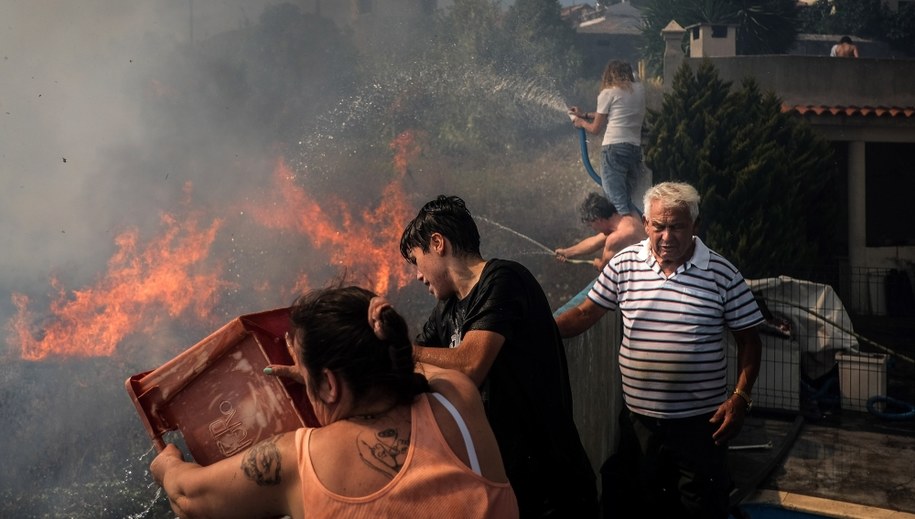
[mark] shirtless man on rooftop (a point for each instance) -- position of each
(614, 232)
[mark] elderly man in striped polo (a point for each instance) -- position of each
(677, 299)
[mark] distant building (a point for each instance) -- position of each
(607, 32)
(866, 108)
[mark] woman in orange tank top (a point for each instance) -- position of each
(393, 442)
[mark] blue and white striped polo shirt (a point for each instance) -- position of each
(672, 357)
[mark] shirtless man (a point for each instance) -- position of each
(844, 49)
(614, 232)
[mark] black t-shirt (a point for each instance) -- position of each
(526, 393)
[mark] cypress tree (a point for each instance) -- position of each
(762, 173)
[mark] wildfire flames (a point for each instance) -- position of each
(175, 274)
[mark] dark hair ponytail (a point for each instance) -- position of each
(333, 329)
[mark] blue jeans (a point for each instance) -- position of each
(620, 166)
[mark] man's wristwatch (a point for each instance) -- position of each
(745, 396)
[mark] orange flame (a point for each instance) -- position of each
(367, 246)
(141, 281)
(174, 273)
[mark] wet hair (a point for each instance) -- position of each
(673, 194)
(448, 216)
(333, 331)
(596, 207)
(617, 74)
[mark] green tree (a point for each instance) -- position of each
(764, 176)
(763, 26)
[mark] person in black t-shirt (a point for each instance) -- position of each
(493, 322)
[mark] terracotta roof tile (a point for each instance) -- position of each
(876, 111)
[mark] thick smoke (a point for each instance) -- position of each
(111, 119)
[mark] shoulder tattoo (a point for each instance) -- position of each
(262, 464)
(384, 451)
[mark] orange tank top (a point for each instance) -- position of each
(432, 483)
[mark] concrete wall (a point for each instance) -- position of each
(596, 390)
(821, 79)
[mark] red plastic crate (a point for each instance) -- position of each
(216, 394)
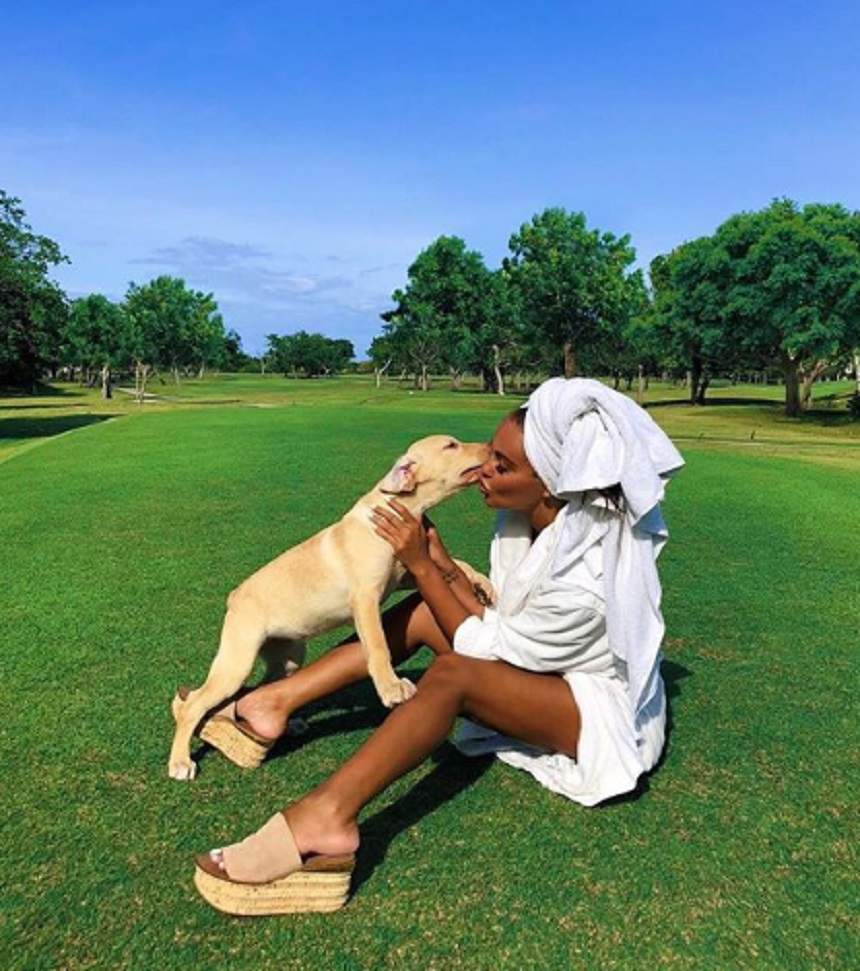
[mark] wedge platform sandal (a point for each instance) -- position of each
(265, 875)
(223, 731)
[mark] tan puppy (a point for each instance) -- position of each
(340, 574)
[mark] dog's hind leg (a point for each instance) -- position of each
(284, 657)
(241, 637)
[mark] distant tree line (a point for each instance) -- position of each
(775, 291)
(309, 355)
(160, 327)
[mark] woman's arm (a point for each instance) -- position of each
(409, 540)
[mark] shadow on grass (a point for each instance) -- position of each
(21, 429)
(42, 391)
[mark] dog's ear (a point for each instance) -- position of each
(401, 477)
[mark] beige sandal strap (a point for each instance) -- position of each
(266, 855)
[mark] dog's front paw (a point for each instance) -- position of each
(396, 692)
(182, 769)
(484, 590)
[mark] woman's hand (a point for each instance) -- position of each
(404, 533)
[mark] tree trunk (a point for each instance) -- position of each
(695, 376)
(792, 388)
(497, 370)
(106, 384)
(569, 360)
(807, 380)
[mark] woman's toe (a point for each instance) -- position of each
(211, 863)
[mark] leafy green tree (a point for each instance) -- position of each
(173, 327)
(202, 341)
(382, 353)
(778, 287)
(314, 354)
(689, 311)
(438, 317)
(571, 281)
(234, 359)
(97, 336)
(33, 309)
(794, 297)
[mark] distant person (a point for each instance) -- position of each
(560, 677)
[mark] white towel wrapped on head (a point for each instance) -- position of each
(582, 436)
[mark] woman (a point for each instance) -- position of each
(560, 677)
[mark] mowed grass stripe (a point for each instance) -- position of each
(119, 548)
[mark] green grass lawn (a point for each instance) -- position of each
(120, 543)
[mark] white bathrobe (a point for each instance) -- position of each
(562, 628)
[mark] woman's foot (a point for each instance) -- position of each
(316, 831)
(264, 711)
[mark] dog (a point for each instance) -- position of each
(342, 573)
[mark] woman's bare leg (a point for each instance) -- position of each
(537, 708)
(408, 625)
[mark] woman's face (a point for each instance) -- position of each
(507, 480)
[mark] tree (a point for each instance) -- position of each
(438, 316)
(794, 297)
(97, 336)
(571, 280)
(173, 327)
(33, 309)
(382, 354)
(690, 285)
(314, 354)
(777, 287)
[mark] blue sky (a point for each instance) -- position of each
(295, 157)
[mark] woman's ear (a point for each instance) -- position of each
(401, 477)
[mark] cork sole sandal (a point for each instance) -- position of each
(223, 731)
(265, 875)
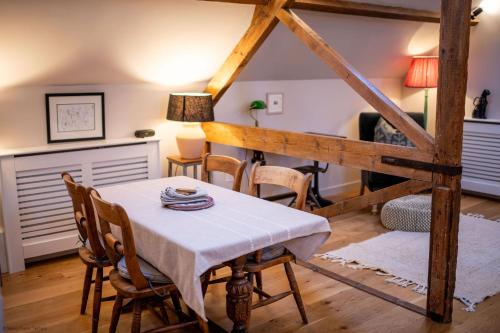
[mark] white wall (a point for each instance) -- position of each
(484, 60)
(484, 66)
(326, 106)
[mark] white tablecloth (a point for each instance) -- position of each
(184, 245)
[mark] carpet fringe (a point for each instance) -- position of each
(481, 216)
(399, 281)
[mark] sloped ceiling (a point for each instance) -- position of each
(173, 42)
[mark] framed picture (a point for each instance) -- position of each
(75, 117)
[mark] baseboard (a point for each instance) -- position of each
(3, 252)
(340, 188)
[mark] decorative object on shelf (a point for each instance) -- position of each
(75, 117)
(480, 105)
(423, 73)
(190, 109)
(254, 107)
(144, 133)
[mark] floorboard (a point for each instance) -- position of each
(46, 297)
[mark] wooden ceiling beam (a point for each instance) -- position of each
(350, 153)
(263, 23)
(357, 82)
(358, 9)
(373, 198)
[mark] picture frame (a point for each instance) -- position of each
(75, 117)
(274, 103)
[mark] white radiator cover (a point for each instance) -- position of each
(37, 211)
(481, 156)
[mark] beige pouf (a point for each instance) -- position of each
(410, 213)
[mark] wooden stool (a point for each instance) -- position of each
(185, 164)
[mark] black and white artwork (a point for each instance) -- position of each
(75, 117)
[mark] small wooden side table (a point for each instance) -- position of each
(185, 164)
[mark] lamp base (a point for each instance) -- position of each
(190, 140)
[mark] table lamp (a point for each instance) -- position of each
(191, 109)
(423, 73)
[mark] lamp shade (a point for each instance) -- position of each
(190, 107)
(423, 73)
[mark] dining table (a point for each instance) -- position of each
(184, 245)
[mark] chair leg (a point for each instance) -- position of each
(205, 282)
(203, 325)
(258, 279)
(177, 305)
(115, 316)
(97, 299)
(296, 293)
(250, 277)
(136, 320)
(86, 288)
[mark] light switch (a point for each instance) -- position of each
(274, 103)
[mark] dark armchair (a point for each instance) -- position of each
(374, 180)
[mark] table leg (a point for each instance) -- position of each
(239, 296)
(169, 169)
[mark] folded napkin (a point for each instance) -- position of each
(198, 200)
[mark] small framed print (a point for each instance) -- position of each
(75, 117)
(274, 103)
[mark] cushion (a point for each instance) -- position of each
(150, 273)
(385, 133)
(409, 213)
(270, 252)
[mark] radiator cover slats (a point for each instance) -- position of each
(481, 157)
(37, 209)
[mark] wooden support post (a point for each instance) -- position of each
(452, 87)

───

What the task requires: Nothing but the records above, exact and without pictures, should appear in the answer.

Result for this exercise:
[mark] shirtless man on rooftop (a point for each instance) -- position of each
(614, 232)
[mark] elderly man in striped polo (a point for each instance) -- position of each
(677, 299)
[mark] distant building (a point for each instance) -- position of each
(607, 32)
(866, 108)
[mark] woman in orange tank top (a point for each instance) -- position of each
(393, 442)
[mark] blue and white striped polo shirt (a point for each instance) -- position of each
(672, 357)
[mark] shirtless man (a point for each instance) -- position of each
(844, 49)
(614, 232)
[mark] black t-shirt (a point for each instance) -- position of each
(526, 393)
[mark] cypress tree (a point for each instance) -- position of each
(762, 173)
[mark] wildfire flames (a point for each instance) -- position of each
(175, 274)
[mark] dark hair ponytail (a point for each instance) -- position of each
(333, 329)
[mark] blue jeans (a point for each instance) -- position of each
(620, 166)
[mark] man's wristwatch (a point for each instance) -- position of each
(745, 396)
[mark] orange flame (a point for each instance) -- position of each
(367, 246)
(141, 281)
(174, 273)
[mark] wet hair (a point for each instance) -- position of each
(673, 194)
(448, 216)
(333, 331)
(596, 207)
(617, 74)
[mark] green tree (a point for each instance) -- position of each
(764, 176)
(763, 26)
[mark] person in black t-shirt (a point for each instance) -- position of each
(493, 322)
[mark] terracotta roof tile (a point for each instance) -- position of each
(876, 111)
[mark] thick smoke (a point for each instance) -- position of each
(111, 119)
[mark] shoulder tattoo (a point for each instance) -- position of each
(262, 464)
(384, 451)
[mark] orange tank top (a point for each instance) -- position of each
(432, 483)
[mark] concrete wall (a point for each instance) -- position of each
(596, 390)
(821, 79)
[mark] red plastic crate (a point for each instance) -- position of each
(216, 394)
[mark] wedge platform sandal (a point for each instance) -- position of each
(265, 875)
(223, 731)
[mark] tan puppy (a point for each instance) -- position of each
(340, 574)
[mark] dog's hind leg (a point for each instance) -- position of each
(284, 657)
(241, 637)
[mark] distant tree line (a point for each instance) -- position of each
(775, 291)
(309, 355)
(160, 327)
[mark] woman's arm (a point for each instance) -- position of each
(409, 540)
[mark] shadow on grass (a point for each instance) -- position of each
(21, 429)
(42, 391)
[mark] dog's ear (a point for each instance) -- position of each
(401, 477)
[mark] beige sandal strap (a point for each instance) -- position of each
(266, 855)
[mark] dog's front paw (a point for each instance) -- position of each
(396, 692)
(182, 769)
(484, 590)
[mark] woman's hand (a point for each instance) -- position of each
(404, 533)
[mark] tree trunk (a point for each instance) -- position of each
(695, 376)
(792, 388)
(497, 370)
(106, 384)
(569, 360)
(807, 380)
[mark] woman's toe (a point for each instance) -- position of each
(211, 863)
[mark] leafy green tree (a point for each instance) -- position of each
(173, 327)
(202, 341)
(382, 353)
(778, 287)
(314, 354)
(689, 311)
(438, 317)
(571, 281)
(234, 359)
(97, 336)
(33, 309)
(794, 297)
[mark] distant person (a point for each instance) -- position of each
(560, 677)
[mark] white towel wrapped on head (a point for each instance) -- position of each
(582, 436)
[mark] woman (a point for each instance) -- position of each
(560, 677)
[mark] mowed grass stripe (a point for each instance) -- position of each
(119, 548)
[mark] green grass lawn (a point for each instance) -- position of each
(120, 543)
[mark] white bathrobe (a point for each instance) -- position of each
(562, 628)
[mark] woman's foot (a point for each instance) -- position of each
(316, 831)
(264, 711)
[mark] dog (a point for each instance) -- position of each
(342, 573)
[mark] woman's bare leg (a point for each instance) -- position of each
(537, 708)
(408, 625)
[mark] woman's face (a point for each instance) -- position of each
(507, 480)
[mark] tree (a point for each instance) -- position of each
(438, 316)
(794, 297)
(97, 336)
(571, 280)
(173, 327)
(33, 309)
(382, 354)
(690, 285)
(314, 354)
(777, 287)
[mark] blue sky (a point for each instance) -- position of each
(295, 157)
[mark] woman's ear (a point for each instance) -- position of each
(401, 477)
[mark] cork sole sandal (a point for each instance) -- position of each
(223, 731)
(265, 875)
[mark] white wall (a point for each instance) -- position of each
(484, 60)
(484, 66)
(326, 106)
[mark] white tablecloth (a point for each instance) -- position of each
(184, 245)
[mark] carpet fringe (a point for each instance) -- position of each
(481, 216)
(399, 281)
[mark] sloped ceiling (a point for each instance) -- position of each
(173, 42)
[mark] framed picture (a point for each instance) -- position of each
(75, 117)
[mark] baseboard (a point for each instance) -- position of each
(3, 252)
(340, 188)
[mark] decorative object on shelf (a point for each instance) -- position of each
(75, 117)
(480, 105)
(423, 73)
(190, 109)
(254, 107)
(144, 133)
[mark] floorboard (a point for each instance) -- position of each
(46, 297)
[mark] wooden ceiling beam (a point for each instance) -- position of each
(350, 153)
(263, 23)
(357, 82)
(358, 9)
(373, 198)
[mark] picture frame (a point for each instance) -- position of each
(75, 117)
(274, 103)
[mark] white radiator cover (a point for each instance) -- position of each
(37, 211)
(481, 156)
[mark] beige pouf (a point for each instance) -- position of each
(410, 213)
[mark] wooden stool (a point for each instance) -- position of each
(185, 164)
[mark] black and white artwork (a point for each instance) -- position of each
(75, 117)
[mark] small wooden side table (a point for each instance) -- position of each
(185, 164)
[mark] lamp base (a point for each instance) -- position of each
(190, 140)
[mark] table lamp (a point for each instance) -- position of each
(191, 109)
(423, 73)
[mark] lamp shade (a point for each instance) -- position of each
(190, 107)
(423, 73)
[mark] dining table (a point for each instance) -- position of each
(184, 245)
[mark] chair leg (a point for each instance) -- position of each
(205, 282)
(203, 325)
(258, 279)
(177, 305)
(115, 316)
(97, 299)
(296, 293)
(250, 277)
(136, 320)
(86, 288)
[mark] light switch (a point for each instance) -- position of each
(274, 103)
[mark] dark armchair (a point for each instance) -- position of each
(374, 180)
[mark] table leg (a point for each instance) -- position of each
(239, 296)
(169, 169)
[mark] folded napkin (a point for each instance) -- position of each
(198, 200)
[mark] small framed print (a point for each instance) -- position of each
(75, 117)
(274, 103)
[mark] cushion (a point for each instance) -- position of each
(150, 273)
(385, 133)
(409, 213)
(270, 252)
[mark] radiator cover slats (a point for each instance) -- position of each
(481, 157)
(37, 209)
[mark] wooden support post (a point for each instance) -- position of each
(452, 87)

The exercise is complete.